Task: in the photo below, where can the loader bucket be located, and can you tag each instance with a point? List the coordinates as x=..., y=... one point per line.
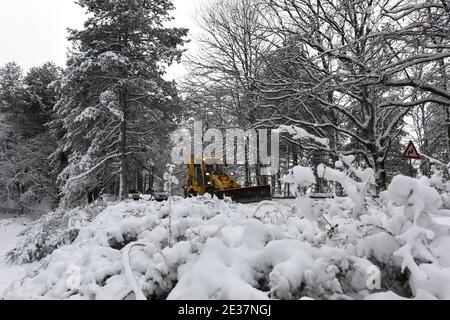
x=246, y=195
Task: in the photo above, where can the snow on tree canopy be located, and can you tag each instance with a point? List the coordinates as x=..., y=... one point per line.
x=299, y=134
x=303, y=176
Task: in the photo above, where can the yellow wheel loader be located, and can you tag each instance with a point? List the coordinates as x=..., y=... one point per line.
x=210, y=177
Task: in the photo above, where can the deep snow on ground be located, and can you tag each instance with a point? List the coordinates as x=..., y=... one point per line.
x=10, y=228
x=395, y=246
x=222, y=250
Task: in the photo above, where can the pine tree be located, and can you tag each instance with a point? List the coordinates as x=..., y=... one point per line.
x=114, y=92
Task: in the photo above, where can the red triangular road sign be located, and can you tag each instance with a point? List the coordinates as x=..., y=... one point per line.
x=411, y=152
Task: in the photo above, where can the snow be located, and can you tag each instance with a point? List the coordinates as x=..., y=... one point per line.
x=10, y=228
x=206, y=248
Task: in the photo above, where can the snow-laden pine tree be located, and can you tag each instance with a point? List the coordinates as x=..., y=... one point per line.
x=113, y=93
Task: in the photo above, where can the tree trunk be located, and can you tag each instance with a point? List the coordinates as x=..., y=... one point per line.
x=123, y=190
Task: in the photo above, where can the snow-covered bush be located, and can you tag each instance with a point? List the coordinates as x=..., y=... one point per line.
x=356, y=182
x=396, y=248
x=52, y=231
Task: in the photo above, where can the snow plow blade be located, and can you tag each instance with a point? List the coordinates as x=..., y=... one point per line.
x=246, y=195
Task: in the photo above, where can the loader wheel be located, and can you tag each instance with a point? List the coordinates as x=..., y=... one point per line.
x=191, y=194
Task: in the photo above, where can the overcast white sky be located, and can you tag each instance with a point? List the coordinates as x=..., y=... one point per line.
x=34, y=31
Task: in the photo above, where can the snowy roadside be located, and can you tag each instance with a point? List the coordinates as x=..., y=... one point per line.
x=10, y=229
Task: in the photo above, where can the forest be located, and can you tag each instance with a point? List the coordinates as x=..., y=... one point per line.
x=367, y=75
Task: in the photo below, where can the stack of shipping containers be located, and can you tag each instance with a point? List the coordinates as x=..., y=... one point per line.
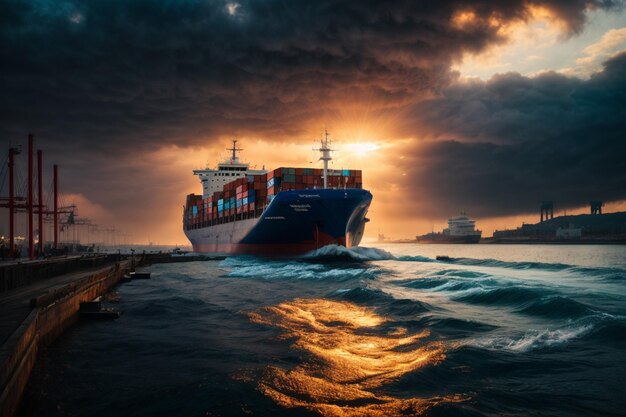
x=247, y=197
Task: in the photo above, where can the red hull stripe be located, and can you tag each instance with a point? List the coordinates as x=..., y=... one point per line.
x=269, y=249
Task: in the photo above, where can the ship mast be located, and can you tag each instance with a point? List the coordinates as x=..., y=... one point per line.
x=234, y=149
x=325, y=155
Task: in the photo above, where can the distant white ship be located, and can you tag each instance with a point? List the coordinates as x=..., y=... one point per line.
x=461, y=229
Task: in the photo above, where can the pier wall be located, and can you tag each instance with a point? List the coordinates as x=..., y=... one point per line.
x=51, y=315
x=20, y=274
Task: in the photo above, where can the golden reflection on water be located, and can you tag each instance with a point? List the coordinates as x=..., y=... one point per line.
x=350, y=359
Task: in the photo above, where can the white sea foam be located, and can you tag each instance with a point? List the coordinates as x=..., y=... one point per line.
x=532, y=340
x=356, y=253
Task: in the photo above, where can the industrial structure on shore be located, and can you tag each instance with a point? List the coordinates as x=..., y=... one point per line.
x=58, y=228
x=594, y=227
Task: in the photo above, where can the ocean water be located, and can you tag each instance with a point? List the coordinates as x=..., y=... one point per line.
x=511, y=330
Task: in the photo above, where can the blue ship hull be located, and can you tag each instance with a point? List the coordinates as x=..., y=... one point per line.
x=294, y=223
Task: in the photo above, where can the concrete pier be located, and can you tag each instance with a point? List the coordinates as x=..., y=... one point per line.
x=37, y=306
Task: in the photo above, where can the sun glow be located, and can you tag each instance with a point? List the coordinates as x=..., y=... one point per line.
x=351, y=358
x=360, y=149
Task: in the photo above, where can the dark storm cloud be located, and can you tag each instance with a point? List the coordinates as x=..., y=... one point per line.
x=93, y=79
x=185, y=70
x=520, y=140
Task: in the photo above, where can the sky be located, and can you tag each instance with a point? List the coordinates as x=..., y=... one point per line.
x=484, y=106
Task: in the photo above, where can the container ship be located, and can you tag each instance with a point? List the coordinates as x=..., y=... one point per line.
x=281, y=212
x=461, y=229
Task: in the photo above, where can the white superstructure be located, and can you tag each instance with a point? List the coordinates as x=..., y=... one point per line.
x=214, y=179
x=461, y=226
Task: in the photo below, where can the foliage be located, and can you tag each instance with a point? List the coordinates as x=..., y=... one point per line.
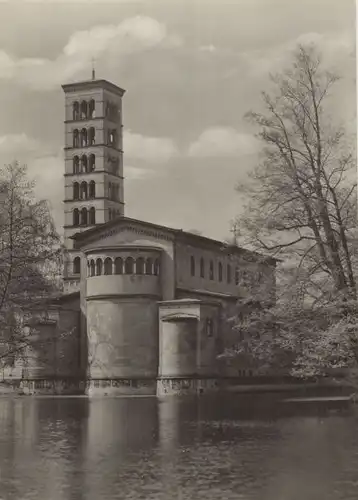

> REQUEST
Rewrite all of the lines above as a numbered list, skipping any blank lines and leaving out the pictures.

> EXERCISE ANSWER
1. Task: in the photo below, where can the loader bucket be located, and can you tag each instance with a point? List the coordinates as x=..., y=... one point per line.
2. x=246, y=195
3. Task: in the photo above, where can the snow on tree canopy be located, and can you tag each instance with a point? List the coordinates as x=..., y=... one point per line.
4. x=299, y=134
5. x=303, y=176
6. Task: in the photo above, where can the yellow wheel loader be located, and can you tag each instance with a point? List the coordinates as x=..., y=... one point per line.
7. x=210, y=177
8. Task: in the photo above, where can the deep snow on ground be located, and can you tag each instance with a point? List the coordinates as x=..., y=... one point per line.
9. x=10, y=228
10. x=395, y=246
11. x=222, y=250
12. Task: in the photo above, where can the pine tree be located, and can you tag each instance with a point? List the coordinates as x=..., y=... one point per line.
13. x=114, y=92
14. Task: in the photo above, where can the red triangular road sign be located, and can you tag each instance with a point? List the coordinates as x=..., y=... one point per line.
15. x=411, y=152
16. Task: in the photo above, where can the snow be located, and can you tag each instance with a point? List the coordinates as x=..., y=... one point per line.
17. x=10, y=228
18. x=206, y=248
19. Task: in the photo above, where can the snow-laden pine tree be located, and can you tag each instance with a point? List the coordinates as x=..., y=... one point per line.
20. x=113, y=93
21. Task: in the photo above, where can the tree trunk be located, and can you tag each instance with a point? List the coordinates as x=..., y=... one point per line.
22. x=123, y=190
23. Task: in the photo above, where can the snow-covered bush be located, and can you tag each instance with a point? List the coordinates as x=..., y=... one point per line.
24. x=356, y=182
25. x=396, y=248
26. x=52, y=231
27. Task: in the photo above, where can the snow plow blade be located, and can you tag each instance with a point? List the coordinates as x=..., y=... one point per line.
28. x=246, y=195
29. Task: in the photo above, where can the loader wheel be located, and can you tag each instance with a point? List the coordinates as x=..., y=... one point per line.
30. x=191, y=194
31. Task: in the photo above, where can the overcast white sky be located, and can you tag each instance with a point? List the coordinates as x=..., y=... one point per line.
32. x=34, y=31
33. Task: in the photo above, where can the snowy roadside be located, and can you tag each instance with a point? List the coordinates as x=..., y=... one point per line.
34. x=10, y=229
35. Task: in the photo above, where can the forest be located, and can you tag each instance with a point? List the coordinates as x=..., y=... one point per line.
36. x=367, y=75
37. Task: in the photo below, where can the stack of shipping containers be located, and can you tag each instance with a point? List the coordinates as x=..., y=... one point per line.
38. x=247, y=197
39. Task: in the photo above, where can the red hull stripe be located, and can you tag each instance with a point? List the coordinates as x=..., y=... one point per line.
40. x=269, y=249
41. Task: in the photo above, where can the ship mast be located, and can you tag each instance with a point? List the coordinates as x=..., y=... one point per line.
42. x=234, y=149
43. x=325, y=155
44. Task: in the photo above, where can the distant white ship be located, and can you tag each instance with a point? List the coordinates as x=..., y=... one point per line.
45. x=461, y=229
46. Task: in the photo above, where can the pier wall be located, and can you tag each instance with a point? List the coordinates as x=..., y=... one point per line.
47. x=51, y=315
48. x=20, y=274
49. Task: in the photo above, where can the golden reflection on water be located, and can you tag each instance with a point? List the coordinates as x=..., y=... one point per line.
50. x=350, y=359
51. Task: in the photo above, where can the white sea foam be located, and can you tag each instance with a point? List the coordinates as x=..., y=... one point per line.
52. x=532, y=340
53. x=356, y=253
54. Task: in the photo above, where can the industrial structure on shore be located, and can you tag each instance with a point? List the coordinates as x=..., y=... one point per line.
55. x=58, y=228
56. x=594, y=227
57. Task: in the photo above, where can the ocean water be located, and can you tag each instance with a point? List the coordinates as x=..., y=... one point per line.
58. x=511, y=330
59. Task: in the photo above, where can the blue ship hull be located, and can you tag each instance with a point? List the coordinates as x=..., y=... one point per line.
60. x=294, y=223
61. Task: in the photo above, where can the concrete pier be located, and can you tag each instance with a point? List the coordinates as x=..., y=... one point per line.
62. x=37, y=306
63. Task: in the photo above, where can the sun glow be located, and can you tag each instance with a point? List the coordinates as x=..., y=... one point per line.
64. x=351, y=358
65. x=360, y=149
66. Task: in the photo above, where can the dark storm cloud be located, and can you tag each instance with a point? List the coordinates as x=..., y=... one point per line.
67. x=93, y=79
68. x=185, y=70
69. x=520, y=140
70. Task: in the photo above, where can the sky be located, and can you tag each instance with a point? List the coordinates as x=..., y=... one point per line.
71. x=484, y=106
72. Task: in the photo above, where can the container ship be located, and can you tag each instance with a point? List the coordinates as x=..., y=... one point per line.
73. x=281, y=212
74. x=461, y=229
75. Task: in the photo above, where can the white superstructure be located, and can you tag each instance with a point? List the coordinates as x=..., y=... one point per line.
76. x=214, y=179
77. x=461, y=226
78. Task: in the photo below, where can the foliage be located, and can you tag each instance with a point? List the coordinates as x=..., y=... one point per line.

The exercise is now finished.